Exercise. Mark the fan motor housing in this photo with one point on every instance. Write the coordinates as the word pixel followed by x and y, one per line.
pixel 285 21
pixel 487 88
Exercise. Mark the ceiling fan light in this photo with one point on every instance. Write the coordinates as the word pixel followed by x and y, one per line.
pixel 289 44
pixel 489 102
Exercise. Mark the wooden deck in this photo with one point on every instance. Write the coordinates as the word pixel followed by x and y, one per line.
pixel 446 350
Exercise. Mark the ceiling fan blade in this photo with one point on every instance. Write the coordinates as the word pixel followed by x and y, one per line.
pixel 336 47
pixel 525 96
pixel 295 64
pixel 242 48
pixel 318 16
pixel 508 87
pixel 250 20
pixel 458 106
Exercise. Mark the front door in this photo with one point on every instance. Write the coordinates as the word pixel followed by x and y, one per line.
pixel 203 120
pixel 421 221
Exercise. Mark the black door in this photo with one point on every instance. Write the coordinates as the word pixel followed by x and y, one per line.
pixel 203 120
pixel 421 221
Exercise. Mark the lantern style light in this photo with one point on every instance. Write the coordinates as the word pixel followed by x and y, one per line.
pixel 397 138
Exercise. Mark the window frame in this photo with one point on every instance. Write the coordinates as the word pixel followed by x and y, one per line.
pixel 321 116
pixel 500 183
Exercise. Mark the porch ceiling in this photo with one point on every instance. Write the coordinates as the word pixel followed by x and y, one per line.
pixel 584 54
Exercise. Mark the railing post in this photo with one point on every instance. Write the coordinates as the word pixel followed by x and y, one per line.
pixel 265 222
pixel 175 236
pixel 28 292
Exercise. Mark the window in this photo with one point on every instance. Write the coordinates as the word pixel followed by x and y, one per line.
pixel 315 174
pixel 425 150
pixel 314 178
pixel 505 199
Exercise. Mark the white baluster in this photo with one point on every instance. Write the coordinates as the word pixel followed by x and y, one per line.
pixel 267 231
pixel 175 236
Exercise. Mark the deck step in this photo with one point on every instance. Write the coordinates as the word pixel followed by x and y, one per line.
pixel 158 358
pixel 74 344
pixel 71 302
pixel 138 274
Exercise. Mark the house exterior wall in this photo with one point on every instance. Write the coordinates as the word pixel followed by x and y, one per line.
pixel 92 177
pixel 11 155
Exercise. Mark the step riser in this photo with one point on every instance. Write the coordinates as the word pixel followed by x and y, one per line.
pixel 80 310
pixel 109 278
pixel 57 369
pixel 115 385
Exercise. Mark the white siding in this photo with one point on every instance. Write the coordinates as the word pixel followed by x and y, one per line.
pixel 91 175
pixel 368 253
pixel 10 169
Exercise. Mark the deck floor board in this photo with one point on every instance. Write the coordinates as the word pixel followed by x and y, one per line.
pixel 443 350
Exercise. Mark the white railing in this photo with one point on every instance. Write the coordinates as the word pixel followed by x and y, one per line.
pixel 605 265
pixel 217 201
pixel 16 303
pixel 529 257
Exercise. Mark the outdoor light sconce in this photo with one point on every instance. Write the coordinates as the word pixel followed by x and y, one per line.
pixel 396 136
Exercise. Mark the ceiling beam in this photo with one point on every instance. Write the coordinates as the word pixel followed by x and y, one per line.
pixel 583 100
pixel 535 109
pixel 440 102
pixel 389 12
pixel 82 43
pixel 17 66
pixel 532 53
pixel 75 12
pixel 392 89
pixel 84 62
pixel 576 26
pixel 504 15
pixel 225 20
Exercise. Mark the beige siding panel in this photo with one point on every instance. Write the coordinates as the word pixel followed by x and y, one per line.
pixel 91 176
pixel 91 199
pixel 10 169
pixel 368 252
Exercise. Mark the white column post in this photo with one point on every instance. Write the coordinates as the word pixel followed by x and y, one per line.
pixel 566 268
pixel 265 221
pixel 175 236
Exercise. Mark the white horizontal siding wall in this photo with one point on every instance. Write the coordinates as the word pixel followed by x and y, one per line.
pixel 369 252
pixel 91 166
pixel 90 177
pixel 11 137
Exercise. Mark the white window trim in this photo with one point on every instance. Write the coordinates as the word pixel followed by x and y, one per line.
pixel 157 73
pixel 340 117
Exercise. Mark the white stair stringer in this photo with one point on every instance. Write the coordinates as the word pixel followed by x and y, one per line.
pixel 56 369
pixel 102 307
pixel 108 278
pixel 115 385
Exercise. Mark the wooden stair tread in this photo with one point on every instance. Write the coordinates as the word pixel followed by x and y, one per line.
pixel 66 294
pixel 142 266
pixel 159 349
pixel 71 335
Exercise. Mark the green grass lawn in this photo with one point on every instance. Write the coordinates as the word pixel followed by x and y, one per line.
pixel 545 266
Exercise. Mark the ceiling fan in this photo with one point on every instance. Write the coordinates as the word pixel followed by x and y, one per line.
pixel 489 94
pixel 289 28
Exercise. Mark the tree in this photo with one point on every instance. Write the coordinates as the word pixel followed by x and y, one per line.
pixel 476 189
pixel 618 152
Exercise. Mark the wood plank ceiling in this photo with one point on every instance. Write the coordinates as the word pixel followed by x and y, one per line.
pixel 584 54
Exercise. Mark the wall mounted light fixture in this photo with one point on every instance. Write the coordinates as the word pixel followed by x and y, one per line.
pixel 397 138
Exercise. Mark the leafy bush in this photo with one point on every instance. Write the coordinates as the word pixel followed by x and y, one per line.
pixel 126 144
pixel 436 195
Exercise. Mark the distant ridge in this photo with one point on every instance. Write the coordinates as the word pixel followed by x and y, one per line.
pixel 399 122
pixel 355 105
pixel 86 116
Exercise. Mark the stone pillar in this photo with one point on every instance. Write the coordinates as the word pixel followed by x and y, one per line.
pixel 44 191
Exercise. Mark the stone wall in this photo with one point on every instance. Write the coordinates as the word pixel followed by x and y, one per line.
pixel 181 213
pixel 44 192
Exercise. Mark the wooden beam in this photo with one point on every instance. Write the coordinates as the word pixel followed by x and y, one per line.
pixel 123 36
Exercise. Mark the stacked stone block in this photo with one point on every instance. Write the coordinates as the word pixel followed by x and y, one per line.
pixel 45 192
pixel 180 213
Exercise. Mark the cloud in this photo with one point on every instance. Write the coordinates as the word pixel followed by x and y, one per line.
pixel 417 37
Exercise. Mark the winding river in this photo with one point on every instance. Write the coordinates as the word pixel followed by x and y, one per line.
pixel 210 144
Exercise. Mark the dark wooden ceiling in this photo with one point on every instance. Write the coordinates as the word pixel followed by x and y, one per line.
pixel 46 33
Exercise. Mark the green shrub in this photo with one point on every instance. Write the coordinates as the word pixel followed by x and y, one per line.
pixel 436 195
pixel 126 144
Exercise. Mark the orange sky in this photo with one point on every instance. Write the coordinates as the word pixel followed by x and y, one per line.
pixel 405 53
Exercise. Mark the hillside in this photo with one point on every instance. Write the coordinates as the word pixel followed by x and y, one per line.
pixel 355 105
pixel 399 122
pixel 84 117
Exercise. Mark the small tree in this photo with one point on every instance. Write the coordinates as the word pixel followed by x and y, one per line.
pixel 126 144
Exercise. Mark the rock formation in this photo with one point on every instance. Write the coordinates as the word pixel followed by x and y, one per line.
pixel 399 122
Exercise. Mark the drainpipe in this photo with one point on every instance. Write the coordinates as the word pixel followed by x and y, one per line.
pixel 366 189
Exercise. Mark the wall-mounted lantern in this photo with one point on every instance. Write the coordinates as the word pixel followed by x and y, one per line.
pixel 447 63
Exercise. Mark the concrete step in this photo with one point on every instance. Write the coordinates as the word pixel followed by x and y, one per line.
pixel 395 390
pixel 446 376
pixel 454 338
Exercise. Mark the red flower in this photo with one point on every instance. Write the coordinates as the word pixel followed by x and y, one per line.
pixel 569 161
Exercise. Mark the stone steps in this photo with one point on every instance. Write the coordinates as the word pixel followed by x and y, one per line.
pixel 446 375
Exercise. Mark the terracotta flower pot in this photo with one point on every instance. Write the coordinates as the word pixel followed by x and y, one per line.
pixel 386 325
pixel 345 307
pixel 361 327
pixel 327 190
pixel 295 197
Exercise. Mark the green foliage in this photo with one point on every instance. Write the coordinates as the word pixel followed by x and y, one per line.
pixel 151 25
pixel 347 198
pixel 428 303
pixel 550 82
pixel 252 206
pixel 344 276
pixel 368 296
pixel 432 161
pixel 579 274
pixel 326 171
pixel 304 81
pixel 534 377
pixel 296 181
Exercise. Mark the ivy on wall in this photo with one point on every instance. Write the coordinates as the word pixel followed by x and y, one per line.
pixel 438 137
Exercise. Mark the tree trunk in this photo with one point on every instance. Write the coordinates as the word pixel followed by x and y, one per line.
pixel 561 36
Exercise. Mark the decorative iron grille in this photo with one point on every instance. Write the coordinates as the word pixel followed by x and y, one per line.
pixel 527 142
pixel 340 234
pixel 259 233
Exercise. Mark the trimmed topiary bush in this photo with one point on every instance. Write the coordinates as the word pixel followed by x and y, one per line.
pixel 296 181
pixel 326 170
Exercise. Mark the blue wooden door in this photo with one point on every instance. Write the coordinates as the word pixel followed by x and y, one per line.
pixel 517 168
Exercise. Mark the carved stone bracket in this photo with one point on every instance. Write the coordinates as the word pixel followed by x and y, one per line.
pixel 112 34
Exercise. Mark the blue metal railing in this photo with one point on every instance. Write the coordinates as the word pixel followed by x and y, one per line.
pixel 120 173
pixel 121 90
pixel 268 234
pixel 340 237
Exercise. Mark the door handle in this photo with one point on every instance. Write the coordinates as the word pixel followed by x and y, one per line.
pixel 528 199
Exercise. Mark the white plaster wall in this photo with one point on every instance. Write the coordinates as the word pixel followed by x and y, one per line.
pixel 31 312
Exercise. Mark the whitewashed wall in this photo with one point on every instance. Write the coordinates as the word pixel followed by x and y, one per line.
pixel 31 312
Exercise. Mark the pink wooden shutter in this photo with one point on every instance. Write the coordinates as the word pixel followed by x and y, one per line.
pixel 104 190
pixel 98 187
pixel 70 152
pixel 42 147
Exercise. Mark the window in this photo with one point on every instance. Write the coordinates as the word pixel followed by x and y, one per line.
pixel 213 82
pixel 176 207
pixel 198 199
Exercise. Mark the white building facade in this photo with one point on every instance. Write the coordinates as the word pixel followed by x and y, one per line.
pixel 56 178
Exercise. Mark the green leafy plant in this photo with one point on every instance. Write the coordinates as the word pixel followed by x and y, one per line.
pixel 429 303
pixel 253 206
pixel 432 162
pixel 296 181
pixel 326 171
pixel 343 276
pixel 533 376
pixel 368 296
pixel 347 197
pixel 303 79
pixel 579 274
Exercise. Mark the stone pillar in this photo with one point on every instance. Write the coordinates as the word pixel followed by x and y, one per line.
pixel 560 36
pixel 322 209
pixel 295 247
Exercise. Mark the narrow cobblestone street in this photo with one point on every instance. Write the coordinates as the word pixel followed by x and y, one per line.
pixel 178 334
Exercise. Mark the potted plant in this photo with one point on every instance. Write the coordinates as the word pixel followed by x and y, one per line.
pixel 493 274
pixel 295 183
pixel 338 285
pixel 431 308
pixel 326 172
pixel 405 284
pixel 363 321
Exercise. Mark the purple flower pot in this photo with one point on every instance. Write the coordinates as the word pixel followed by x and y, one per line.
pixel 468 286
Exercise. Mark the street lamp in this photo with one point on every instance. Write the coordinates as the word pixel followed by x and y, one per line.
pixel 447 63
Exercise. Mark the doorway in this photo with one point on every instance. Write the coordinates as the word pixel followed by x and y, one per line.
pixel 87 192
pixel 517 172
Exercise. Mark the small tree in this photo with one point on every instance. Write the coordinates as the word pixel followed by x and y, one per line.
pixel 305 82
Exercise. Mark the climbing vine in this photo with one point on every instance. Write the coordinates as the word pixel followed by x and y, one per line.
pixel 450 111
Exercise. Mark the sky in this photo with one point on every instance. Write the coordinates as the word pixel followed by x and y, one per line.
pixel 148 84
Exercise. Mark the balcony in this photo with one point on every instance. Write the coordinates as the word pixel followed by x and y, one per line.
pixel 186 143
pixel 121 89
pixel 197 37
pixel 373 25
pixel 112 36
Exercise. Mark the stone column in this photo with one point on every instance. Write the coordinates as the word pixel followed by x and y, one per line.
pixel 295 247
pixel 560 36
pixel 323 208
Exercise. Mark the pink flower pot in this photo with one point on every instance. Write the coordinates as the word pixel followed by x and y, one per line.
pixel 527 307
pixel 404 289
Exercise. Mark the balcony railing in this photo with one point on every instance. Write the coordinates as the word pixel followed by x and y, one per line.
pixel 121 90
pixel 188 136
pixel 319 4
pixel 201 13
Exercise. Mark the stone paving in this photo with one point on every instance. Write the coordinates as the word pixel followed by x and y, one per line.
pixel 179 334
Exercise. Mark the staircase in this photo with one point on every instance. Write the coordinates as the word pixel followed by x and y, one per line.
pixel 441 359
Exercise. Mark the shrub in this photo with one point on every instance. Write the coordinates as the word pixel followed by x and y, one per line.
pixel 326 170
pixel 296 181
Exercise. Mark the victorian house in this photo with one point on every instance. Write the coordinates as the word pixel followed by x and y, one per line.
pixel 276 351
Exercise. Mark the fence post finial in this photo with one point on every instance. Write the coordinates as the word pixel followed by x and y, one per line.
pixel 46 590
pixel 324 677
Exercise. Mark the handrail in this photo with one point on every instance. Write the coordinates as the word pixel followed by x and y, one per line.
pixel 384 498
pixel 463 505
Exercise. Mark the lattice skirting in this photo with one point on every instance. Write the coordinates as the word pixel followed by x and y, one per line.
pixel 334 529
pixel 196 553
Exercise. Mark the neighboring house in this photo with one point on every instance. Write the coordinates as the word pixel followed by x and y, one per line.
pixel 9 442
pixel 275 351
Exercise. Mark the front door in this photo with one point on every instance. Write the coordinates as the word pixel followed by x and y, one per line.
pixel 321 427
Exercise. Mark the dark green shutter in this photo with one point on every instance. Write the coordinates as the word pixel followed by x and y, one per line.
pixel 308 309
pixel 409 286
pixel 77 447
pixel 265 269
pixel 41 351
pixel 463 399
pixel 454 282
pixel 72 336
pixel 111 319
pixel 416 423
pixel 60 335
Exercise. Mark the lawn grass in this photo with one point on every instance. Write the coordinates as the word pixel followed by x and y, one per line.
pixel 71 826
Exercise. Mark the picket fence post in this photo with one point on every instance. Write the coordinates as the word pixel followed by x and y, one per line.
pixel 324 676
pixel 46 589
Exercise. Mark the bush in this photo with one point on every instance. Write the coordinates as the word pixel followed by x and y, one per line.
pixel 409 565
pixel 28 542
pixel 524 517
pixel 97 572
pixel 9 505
####
◆ **Requirement**:
Put the lines of the listing above, starting at the line containing "Exercise. Mark the winding" and ending at the line containing "pixel 46 33", into a JSON list of strings with one string per line and no blank lines.

◆ **Task response**:
[
  "Exercise. Mark the winding river in this photo with one point on every instance. Write the coordinates as the word pixel followed by x and y, one per line.",
  "pixel 210 144",
  "Exercise. Mark the dark wooden ceiling in this photo with one point on every instance. Write the coordinates as the word pixel followed by x and y, one per line.",
  "pixel 46 33"
]